▶ What is required:
From the entries that follow, copy each line containing the word "below".

(Image-grounded pointing data)
━━━━━━━━━━
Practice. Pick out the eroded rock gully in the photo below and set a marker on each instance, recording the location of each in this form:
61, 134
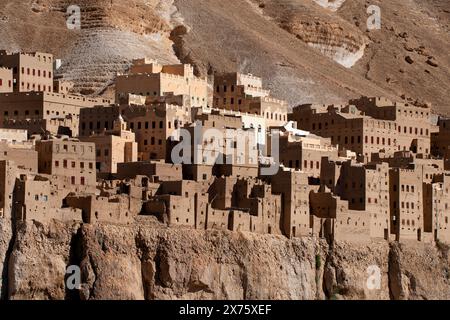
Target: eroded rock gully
150, 261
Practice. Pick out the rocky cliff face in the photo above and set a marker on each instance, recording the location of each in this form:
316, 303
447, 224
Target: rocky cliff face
150, 261
302, 48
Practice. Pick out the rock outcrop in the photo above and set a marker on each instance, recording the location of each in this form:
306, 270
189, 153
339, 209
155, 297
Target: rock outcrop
151, 261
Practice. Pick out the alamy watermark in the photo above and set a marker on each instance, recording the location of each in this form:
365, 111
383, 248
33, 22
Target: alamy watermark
374, 278
231, 146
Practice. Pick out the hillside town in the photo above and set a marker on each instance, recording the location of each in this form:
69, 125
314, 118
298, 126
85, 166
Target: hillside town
218, 153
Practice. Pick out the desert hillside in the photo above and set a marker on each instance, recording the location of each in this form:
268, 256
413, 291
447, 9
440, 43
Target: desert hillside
151, 261
306, 50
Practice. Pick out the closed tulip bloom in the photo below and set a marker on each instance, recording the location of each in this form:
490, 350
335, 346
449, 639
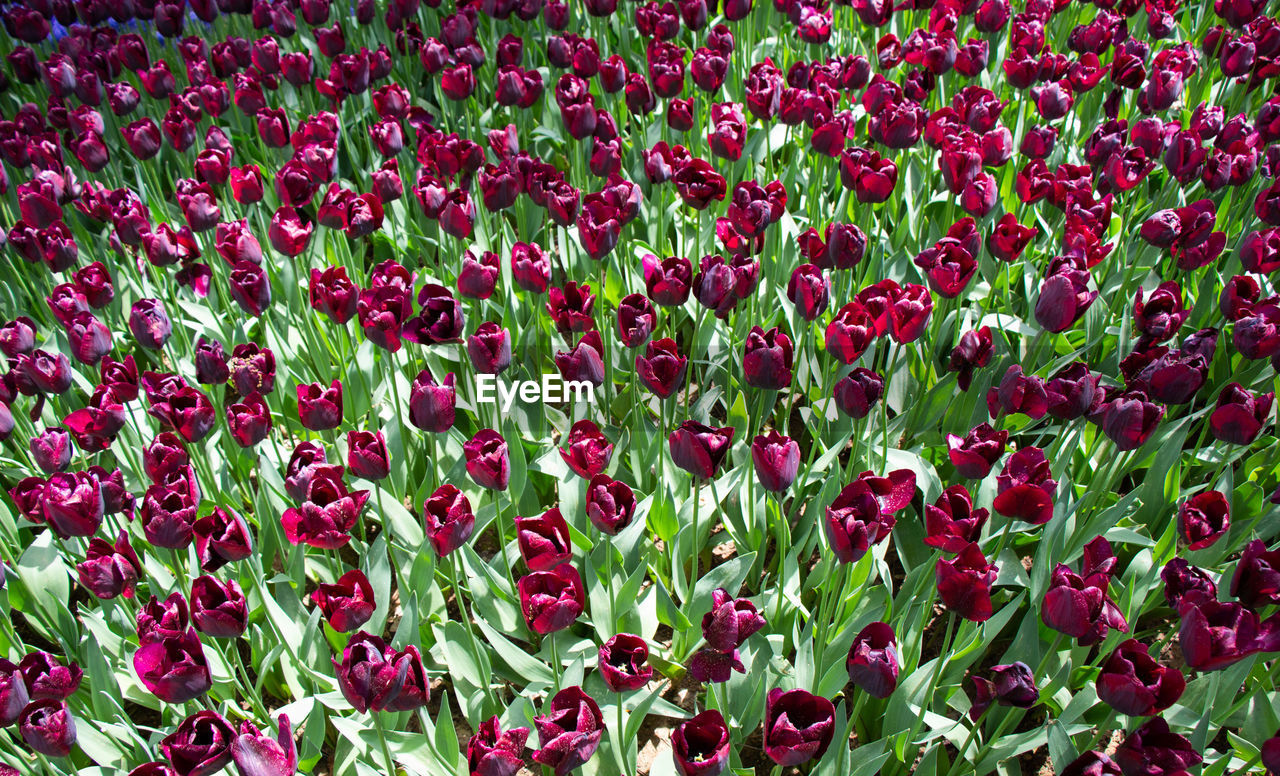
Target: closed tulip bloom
798, 726
257, 754
488, 461
1256, 582
448, 517
544, 541
586, 451
699, 448
110, 570
219, 610
855, 521
173, 667
496, 752
73, 503
777, 461
248, 420
552, 599
1216, 634
767, 359
624, 663
952, 523
1134, 684
702, 744
51, 450
200, 745
346, 603
430, 404
222, 537
48, 727
320, 409
1239, 414
1203, 519
964, 583
368, 456
1153, 748
48, 679
1025, 489
662, 369
568, 731
609, 505
13, 693
873, 660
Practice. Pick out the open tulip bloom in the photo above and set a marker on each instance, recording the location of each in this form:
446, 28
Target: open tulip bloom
874, 386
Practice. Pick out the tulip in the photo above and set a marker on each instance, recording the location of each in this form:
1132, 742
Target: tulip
449, 519
964, 583
1239, 414
1134, 684
346, 603
222, 537
624, 663
951, 523
256, 754
368, 456
699, 448
496, 752
173, 666
767, 359
320, 409
1155, 748
873, 661
586, 451
48, 727
798, 726
488, 462
776, 460
662, 369
430, 404
552, 599
568, 731
110, 570
201, 744
1011, 685
374, 676
218, 610
702, 744
1024, 488
856, 392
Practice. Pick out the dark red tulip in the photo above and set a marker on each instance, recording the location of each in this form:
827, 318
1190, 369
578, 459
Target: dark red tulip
776, 460
496, 752
699, 448
449, 519
624, 663
1134, 684
552, 599
952, 521
1153, 748
702, 744
798, 726
1239, 414
873, 660
347, 603
173, 669
1018, 393
964, 583
1203, 519
430, 404
320, 409
568, 731
488, 462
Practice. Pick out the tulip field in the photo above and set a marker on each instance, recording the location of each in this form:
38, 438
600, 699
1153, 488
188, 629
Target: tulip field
639, 388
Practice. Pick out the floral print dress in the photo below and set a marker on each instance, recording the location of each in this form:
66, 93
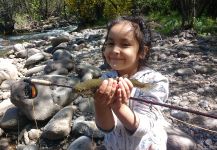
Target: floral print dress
150, 134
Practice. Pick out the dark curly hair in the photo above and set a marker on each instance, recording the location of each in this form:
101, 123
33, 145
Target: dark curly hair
141, 30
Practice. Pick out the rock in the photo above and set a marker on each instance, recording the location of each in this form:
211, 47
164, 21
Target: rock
36, 58
4, 144
8, 71
178, 140
185, 72
60, 125
44, 104
5, 105
82, 143
56, 41
180, 115
87, 128
13, 119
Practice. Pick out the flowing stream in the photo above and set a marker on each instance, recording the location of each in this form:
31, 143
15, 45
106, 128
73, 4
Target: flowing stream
7, 42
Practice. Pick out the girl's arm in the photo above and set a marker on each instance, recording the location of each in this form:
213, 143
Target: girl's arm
120, 107
103, 97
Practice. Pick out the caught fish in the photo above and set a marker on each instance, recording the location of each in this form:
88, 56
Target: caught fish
90, 86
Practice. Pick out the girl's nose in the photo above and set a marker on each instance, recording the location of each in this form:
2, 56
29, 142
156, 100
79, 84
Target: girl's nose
116, 50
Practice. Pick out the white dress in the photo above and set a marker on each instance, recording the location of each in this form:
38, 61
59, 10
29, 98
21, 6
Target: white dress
150, 134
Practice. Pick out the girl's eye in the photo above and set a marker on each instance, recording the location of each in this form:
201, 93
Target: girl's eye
125, 45
109, 44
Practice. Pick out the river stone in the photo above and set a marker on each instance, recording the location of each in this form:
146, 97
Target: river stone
87, 128
60, 125
206, 122
49, 99
185, 72
32, 51
5, 105
82, 143
36, 58
178, 140
56, 41
8, 71
13, 119
34, 70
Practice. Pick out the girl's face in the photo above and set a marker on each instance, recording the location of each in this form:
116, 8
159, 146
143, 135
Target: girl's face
122, 49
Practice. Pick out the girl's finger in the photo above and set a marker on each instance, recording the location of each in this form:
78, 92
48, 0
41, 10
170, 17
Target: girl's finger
103, 87
130, 85
126, 87
123, 92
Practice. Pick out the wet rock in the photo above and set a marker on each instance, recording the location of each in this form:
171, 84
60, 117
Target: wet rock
45, 104
60, 125
185, 72
13, 119
87, 128
5, 105
83, 142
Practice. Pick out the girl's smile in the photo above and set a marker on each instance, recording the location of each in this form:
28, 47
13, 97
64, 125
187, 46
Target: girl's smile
122, 49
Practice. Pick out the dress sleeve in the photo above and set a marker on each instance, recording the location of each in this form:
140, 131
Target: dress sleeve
149, 114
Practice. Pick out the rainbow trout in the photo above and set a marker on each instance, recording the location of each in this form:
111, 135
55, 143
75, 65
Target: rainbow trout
89, 87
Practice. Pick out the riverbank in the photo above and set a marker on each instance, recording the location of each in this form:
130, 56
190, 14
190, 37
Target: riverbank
187, 60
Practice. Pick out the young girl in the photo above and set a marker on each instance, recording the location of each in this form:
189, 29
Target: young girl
128, 124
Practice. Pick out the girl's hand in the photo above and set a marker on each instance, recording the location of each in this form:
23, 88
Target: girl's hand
105, 94
122, 95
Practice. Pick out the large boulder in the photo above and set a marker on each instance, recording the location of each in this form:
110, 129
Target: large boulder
40, 102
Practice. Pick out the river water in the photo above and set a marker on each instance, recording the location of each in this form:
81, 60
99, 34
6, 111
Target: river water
7, 42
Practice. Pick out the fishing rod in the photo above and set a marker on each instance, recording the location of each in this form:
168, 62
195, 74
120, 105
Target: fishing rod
49, 83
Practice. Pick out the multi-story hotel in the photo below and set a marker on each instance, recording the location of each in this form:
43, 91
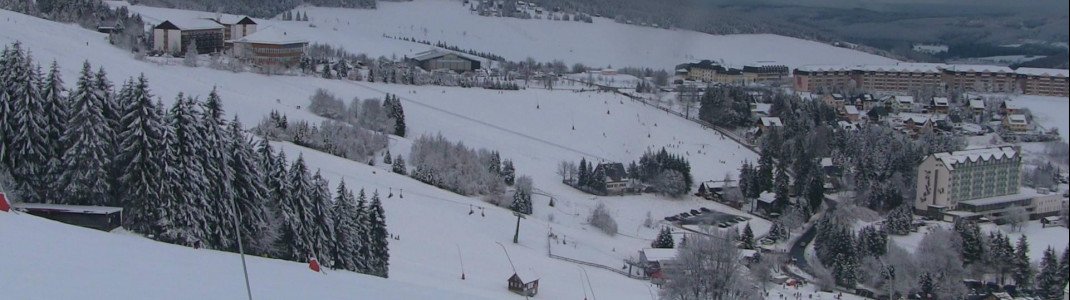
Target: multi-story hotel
905, 77
949, 178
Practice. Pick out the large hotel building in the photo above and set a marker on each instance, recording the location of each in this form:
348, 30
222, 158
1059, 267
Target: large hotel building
905, 77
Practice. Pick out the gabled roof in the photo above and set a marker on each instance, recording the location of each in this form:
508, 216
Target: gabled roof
655, 254
66, 208
614, 171
772, 121
1043, 72
951, 159
188, 25
432, 54
272, 35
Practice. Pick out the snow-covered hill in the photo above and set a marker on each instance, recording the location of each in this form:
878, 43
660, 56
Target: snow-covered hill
602, 43
45, 259
533, 128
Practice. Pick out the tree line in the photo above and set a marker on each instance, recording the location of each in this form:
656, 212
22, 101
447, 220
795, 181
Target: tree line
182, 175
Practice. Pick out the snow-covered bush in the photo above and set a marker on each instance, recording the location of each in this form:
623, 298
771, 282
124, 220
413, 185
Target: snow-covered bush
602, 220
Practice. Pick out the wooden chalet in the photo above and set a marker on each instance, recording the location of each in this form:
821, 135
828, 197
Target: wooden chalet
523, 288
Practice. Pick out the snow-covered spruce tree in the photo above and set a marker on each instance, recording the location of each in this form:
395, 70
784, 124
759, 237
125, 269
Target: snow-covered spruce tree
379, 261
85, 175
249, 191
296, 213
364, 242
188, 208
57, 106
28, 129
665, 239
398, 165
142, 158
1023, 268
215, 161
276, 179
322, 226
747, 238
345, 251
1050, 283
508, 173
522, 196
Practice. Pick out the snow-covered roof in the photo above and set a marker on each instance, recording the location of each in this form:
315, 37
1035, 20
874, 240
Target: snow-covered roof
951, 159
436, 53
1012, 105
272, 35
763, 108
654, 254
772, 122
196, 24
978, 69
904, 99
1018, 119
1043, 72
66, 208
767, 197
1023, 193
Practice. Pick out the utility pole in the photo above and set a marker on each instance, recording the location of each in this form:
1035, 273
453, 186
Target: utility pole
241, 249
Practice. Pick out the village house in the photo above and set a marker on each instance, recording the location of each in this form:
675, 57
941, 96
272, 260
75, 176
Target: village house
766, 123
437, 59
517, 285
270, 47
174, 36
1015, 122
939, 105
91, 216
616, 177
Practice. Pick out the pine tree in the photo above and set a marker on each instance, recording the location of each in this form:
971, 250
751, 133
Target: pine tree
321, 226
398, 166
5, 119
398, 116
296, 213
663, 240
781, 189
508, 173
347, 230
141, 144
215, 161
249, 192
583, 177
86, 161
366, 240
57, 107
1023, 270
29, 153
747, 239
1050, 282
380, 243
188, 208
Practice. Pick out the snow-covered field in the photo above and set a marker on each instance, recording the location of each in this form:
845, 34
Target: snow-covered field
1049, 111
45, 259
602, 43
1039, 237
533, 128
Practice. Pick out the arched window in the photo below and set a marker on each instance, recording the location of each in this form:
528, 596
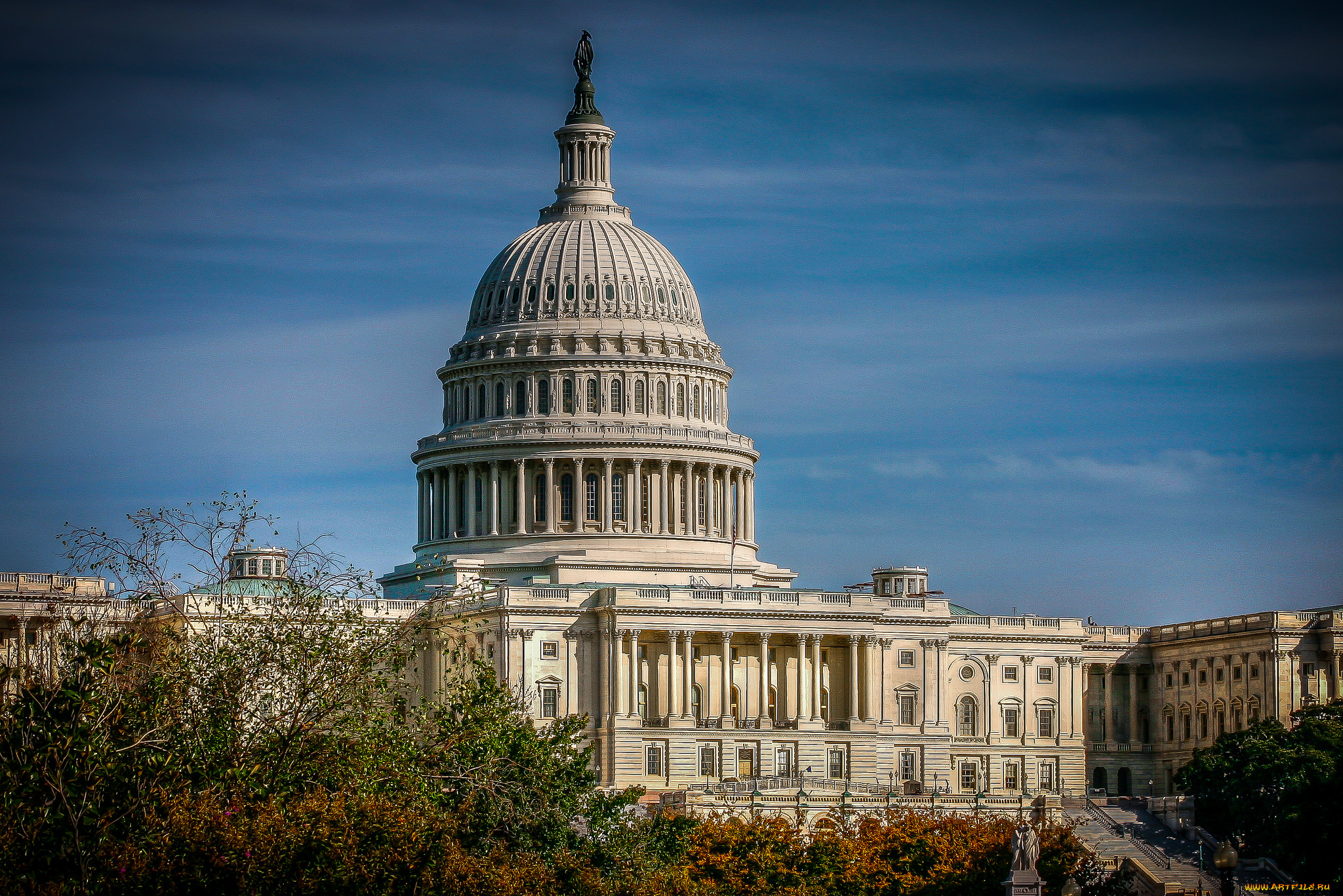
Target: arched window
590, 497
967, 718
618, 496
567, 497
━━━━━━━━━━
▶ Result:
Practice. Pick out the eroded rock gully in the photo below and set a marker on each instance, recording the location of each in this form:
Practice. Pick out the closed tulip bloom in the photo below and set a marker on each instance, recording the location of each in this form:
Practice. Pick out the floral print dress in the photo below and set a marker on each instance, recording the location of each in this form:
Practice. Pick out the multi-story hotel in the photo below and set a marker on each instance, recording the location of each in this form:
Practice. Pick out the arched window in the photo below and set a marker on each instance, recording the location of each in this form:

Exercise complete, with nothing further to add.